**Brano citato:**
============
Accesso PMA a donna single: la parola passa alla Consulta

La I Sezione Civile del Tribunale di Firenze ha dichiarato rilevante e non manifestamente infondata la questione di legittimità costituzionale dell’articolo 5 della legge n. 40/2004, che prevede il divieto d’accesso alle tecniche di PMA ai single, per contrasto con alcuni articoli della Costituzione, sospendendo il procedimento e disponendo la trasmissione degli atti alla Corte costituzionale.
============
**Materiale fornito:**

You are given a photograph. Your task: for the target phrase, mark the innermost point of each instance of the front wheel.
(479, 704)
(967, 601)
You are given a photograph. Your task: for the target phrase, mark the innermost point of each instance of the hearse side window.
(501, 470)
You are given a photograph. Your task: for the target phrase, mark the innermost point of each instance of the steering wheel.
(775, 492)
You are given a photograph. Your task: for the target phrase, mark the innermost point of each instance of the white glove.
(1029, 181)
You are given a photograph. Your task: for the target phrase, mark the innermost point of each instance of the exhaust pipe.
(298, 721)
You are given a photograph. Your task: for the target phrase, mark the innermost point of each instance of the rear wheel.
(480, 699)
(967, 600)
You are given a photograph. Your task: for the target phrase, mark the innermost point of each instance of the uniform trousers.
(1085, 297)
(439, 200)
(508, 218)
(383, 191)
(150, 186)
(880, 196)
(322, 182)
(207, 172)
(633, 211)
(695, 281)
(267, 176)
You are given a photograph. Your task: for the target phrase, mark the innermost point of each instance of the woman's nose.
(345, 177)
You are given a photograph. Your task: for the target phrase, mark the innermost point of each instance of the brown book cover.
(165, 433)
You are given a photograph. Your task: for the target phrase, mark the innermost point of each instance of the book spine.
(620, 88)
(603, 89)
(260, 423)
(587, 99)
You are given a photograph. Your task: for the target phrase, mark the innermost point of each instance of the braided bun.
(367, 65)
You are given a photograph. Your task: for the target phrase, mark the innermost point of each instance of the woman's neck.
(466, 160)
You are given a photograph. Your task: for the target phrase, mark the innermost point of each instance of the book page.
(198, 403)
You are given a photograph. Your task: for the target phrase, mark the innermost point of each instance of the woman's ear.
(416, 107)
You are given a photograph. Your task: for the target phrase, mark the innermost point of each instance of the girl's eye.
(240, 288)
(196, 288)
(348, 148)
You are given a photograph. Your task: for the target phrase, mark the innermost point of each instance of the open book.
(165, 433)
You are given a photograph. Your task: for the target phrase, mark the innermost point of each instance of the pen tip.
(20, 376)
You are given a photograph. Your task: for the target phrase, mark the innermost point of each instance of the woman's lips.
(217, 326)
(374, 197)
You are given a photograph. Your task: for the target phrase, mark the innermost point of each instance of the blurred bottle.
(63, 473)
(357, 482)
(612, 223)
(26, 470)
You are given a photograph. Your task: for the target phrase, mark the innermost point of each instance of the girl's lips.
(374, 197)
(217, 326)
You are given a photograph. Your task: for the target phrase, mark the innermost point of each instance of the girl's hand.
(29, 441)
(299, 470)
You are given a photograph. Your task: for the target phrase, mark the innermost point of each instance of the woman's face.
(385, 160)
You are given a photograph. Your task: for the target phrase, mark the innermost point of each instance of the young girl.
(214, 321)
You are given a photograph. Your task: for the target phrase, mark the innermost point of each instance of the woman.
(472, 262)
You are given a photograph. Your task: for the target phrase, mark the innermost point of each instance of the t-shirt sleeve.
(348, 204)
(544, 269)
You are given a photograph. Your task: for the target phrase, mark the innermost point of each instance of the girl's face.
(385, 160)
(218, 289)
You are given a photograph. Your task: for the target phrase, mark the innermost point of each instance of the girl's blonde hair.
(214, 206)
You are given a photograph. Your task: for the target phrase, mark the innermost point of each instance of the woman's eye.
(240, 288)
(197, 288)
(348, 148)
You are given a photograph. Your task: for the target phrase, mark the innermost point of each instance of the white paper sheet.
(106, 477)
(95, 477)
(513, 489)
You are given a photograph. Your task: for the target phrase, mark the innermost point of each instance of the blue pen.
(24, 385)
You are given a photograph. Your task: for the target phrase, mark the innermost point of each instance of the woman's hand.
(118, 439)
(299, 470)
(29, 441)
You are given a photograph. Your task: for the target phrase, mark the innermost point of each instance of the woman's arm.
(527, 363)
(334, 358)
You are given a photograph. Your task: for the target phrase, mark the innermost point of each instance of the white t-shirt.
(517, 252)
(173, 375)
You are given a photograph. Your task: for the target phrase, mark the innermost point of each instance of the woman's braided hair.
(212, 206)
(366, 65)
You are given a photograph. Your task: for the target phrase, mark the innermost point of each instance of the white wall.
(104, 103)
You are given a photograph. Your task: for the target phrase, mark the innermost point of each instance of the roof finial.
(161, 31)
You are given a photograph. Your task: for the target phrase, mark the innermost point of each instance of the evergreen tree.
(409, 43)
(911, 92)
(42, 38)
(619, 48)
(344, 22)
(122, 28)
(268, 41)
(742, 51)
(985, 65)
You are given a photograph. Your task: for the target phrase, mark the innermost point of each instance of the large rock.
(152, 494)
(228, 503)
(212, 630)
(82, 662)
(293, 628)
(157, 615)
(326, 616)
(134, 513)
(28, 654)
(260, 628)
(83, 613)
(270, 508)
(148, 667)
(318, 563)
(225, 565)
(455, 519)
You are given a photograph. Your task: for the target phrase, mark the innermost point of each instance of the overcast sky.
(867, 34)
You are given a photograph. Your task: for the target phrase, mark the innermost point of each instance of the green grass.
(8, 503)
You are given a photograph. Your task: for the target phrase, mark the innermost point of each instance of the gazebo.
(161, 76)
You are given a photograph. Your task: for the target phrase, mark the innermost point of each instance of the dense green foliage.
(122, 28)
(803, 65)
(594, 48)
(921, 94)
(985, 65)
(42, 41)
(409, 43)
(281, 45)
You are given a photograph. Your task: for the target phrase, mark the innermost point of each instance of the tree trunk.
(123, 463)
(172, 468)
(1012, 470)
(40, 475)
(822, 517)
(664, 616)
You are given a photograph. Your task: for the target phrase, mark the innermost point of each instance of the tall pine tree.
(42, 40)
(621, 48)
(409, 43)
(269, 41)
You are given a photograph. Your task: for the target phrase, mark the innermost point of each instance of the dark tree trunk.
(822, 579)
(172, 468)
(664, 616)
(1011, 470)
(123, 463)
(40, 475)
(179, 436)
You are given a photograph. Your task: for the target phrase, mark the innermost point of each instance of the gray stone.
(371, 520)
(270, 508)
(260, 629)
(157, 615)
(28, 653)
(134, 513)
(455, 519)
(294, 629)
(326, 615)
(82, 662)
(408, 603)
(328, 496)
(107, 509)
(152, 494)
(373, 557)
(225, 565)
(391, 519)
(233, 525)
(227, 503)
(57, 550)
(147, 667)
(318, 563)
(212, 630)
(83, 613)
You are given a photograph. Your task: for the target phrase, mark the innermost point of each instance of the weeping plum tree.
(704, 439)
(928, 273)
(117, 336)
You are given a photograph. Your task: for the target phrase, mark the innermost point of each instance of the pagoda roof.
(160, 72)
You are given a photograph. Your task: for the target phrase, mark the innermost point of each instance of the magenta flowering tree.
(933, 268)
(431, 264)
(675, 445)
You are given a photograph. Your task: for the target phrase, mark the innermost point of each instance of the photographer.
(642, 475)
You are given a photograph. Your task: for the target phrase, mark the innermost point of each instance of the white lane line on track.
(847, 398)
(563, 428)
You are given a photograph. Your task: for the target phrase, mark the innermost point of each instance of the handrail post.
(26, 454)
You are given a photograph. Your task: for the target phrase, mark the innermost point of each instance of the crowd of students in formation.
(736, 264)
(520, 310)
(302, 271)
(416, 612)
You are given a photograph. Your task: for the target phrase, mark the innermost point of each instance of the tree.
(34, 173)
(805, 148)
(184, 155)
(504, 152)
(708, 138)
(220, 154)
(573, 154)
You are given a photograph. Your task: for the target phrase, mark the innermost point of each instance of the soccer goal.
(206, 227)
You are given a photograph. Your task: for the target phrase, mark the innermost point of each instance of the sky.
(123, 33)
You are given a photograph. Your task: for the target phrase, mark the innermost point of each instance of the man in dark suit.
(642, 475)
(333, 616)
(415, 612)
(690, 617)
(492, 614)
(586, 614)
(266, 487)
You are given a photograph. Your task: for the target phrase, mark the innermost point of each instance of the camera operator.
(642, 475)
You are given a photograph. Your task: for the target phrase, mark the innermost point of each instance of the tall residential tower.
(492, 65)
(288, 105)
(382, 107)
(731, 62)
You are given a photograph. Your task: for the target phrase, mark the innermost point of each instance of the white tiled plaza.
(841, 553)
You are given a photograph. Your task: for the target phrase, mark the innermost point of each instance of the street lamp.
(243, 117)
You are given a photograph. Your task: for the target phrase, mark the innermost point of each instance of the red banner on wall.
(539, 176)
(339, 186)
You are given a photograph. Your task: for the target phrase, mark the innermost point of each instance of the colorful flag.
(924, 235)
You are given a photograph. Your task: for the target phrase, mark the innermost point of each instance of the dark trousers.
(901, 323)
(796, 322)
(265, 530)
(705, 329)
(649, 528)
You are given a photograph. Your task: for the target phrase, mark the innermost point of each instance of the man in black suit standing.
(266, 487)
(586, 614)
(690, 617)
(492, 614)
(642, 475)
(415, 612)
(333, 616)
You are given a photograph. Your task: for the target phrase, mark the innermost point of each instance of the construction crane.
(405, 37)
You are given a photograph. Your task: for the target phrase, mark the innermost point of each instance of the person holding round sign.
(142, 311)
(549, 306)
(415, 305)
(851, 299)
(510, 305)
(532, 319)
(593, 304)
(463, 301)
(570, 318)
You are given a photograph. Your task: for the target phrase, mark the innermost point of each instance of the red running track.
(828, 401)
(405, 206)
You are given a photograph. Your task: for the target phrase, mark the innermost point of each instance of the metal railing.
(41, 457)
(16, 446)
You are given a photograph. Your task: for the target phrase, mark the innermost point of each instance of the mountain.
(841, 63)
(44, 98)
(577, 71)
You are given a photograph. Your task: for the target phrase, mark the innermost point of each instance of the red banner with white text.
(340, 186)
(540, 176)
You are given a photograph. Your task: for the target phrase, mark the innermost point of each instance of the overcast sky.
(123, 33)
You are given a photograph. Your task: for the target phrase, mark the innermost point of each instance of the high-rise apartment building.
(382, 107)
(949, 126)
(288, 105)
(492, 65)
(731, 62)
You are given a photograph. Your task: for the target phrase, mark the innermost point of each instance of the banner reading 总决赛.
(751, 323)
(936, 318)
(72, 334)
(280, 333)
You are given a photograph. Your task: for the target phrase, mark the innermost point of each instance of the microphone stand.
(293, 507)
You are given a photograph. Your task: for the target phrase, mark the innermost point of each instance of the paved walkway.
============
**Consegna:**
Elenca, per favore, tutte le decisioni che il brano citato attribuisce alla I Sezione Civile del Tribunale di Firenze.

**Soluzione:**
- Ha dichiarato rilevante e non manifestamente infondata la questione di legittimità costituzionale dell'articolo 5 della legge n. 40/2004.
- Ha sospeso il procedimento.
- Ha disposto la trasmissione degli atti alla Corte costituzionale.